(Beginning of Data for review)
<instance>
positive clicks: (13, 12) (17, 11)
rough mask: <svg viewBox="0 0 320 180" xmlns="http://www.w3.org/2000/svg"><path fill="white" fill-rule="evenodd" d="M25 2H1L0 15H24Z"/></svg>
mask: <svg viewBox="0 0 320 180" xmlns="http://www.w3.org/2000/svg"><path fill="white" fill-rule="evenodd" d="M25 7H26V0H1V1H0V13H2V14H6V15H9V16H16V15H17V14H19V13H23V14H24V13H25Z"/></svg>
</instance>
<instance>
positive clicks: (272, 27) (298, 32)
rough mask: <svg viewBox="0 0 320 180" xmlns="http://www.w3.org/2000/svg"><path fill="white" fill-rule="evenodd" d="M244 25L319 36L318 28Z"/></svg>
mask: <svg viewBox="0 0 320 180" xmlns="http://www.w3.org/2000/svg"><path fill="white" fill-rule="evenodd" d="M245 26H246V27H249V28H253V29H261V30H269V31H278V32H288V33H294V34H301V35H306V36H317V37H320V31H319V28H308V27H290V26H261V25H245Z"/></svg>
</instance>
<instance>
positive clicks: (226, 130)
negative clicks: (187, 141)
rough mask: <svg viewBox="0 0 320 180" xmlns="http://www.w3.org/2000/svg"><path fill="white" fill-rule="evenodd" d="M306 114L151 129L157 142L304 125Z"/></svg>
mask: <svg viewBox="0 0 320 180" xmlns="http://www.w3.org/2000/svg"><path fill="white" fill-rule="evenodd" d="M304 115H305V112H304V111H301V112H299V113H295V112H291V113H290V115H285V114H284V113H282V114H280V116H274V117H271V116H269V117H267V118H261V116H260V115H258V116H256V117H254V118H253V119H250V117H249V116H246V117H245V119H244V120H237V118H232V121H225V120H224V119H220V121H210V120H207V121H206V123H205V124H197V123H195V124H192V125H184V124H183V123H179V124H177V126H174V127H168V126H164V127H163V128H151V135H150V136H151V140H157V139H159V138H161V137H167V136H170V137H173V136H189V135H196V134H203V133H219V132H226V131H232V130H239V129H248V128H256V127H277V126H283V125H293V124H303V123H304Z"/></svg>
(End of Data for review)
▶ What is being asked: Reproduce every one of the saved data entries above character for character, with nothing changed.

▶ Written solution:
<instance>
positive clicks: (13, 12) (17, 11)
rough mask: <svg viewBox="0 0 320 180" xmlns="http://www.w3.org/2000/svg"><path fill="white" fill-rule="evenodd" d="M25 2H1L0 15H24Z"/></svg>
mask: <svg viewBox="0 0 320 180" xmlns="http://www.w3.org/2000/svg"><path fill="white" fill-rule="evenodd" d="M25 7H26V0H1V1H0V13H2V14H6V15H9V16H16V15H17V14H19V13H23V14H24V13H25Z"/></svg>
</instance>
<instance>
positive clicks: (272, 27) (298, 32)
rough mask: <svg viewBox="0 0 320 180" xmlns="http://www.w3.org/2000/svg"><path fill="white" fill-rule="evenodd" d="M244 25L319 36L318 28Z"/></svg>
mask: <svg viewBox="0 0 320 180" xmlns="http://www.w3.org/2000/svg"><path fill="white" fill-rule="evenodd" d="M245 26H246V27H249V28H253V29H261V30H269V31H278V32H288V33H294V34H301V35H306V36H317V37H320V31H319V28H308V27H290V26H261V25H245Z"/></svg>
</instance>
<instance>
positive clicks: (226, 130)
negative clicks: (187, 141)
rough mask: <svg viewBox="0 0 320 180" xmlns="http://www.w3.org/2000/svg"><path fill="white" fill-rule="evenodd" d="M306 114L151 129L157 142L304 125Z"/></svg>
mask: <svg viewBox="0 0 320 180" xmlns="http://www.w3.org/2000/svg"><path fill="white" fill-rule="evenodd" d="M304 115H305V112H304V111H301V112H299V113H295V112H291V113H290V115H285V114H284V113H282V114H280V116H274V117H271V116H269V117H267V118H261V116H260V115H258V116H256V117H254V118H253V119H250V117H249V116H246V117H245V119H244V120H237V118H232V121H225V120H224V119H220V121H210V120H207V121H206V123H205V124H197V123H195V124H192V125H184V124H183V123H179V124H177V126H174V127H168V126H164V127H163V128H151V135H150V136H151V140H157V139H159V138H161V137H167V136H170V137H173V136H189V135H196V134H203V133H219V132H226V131H232V130H239V129H248V128H256V127H277V126H283V125H293V124H303V123H304Z"/></svg>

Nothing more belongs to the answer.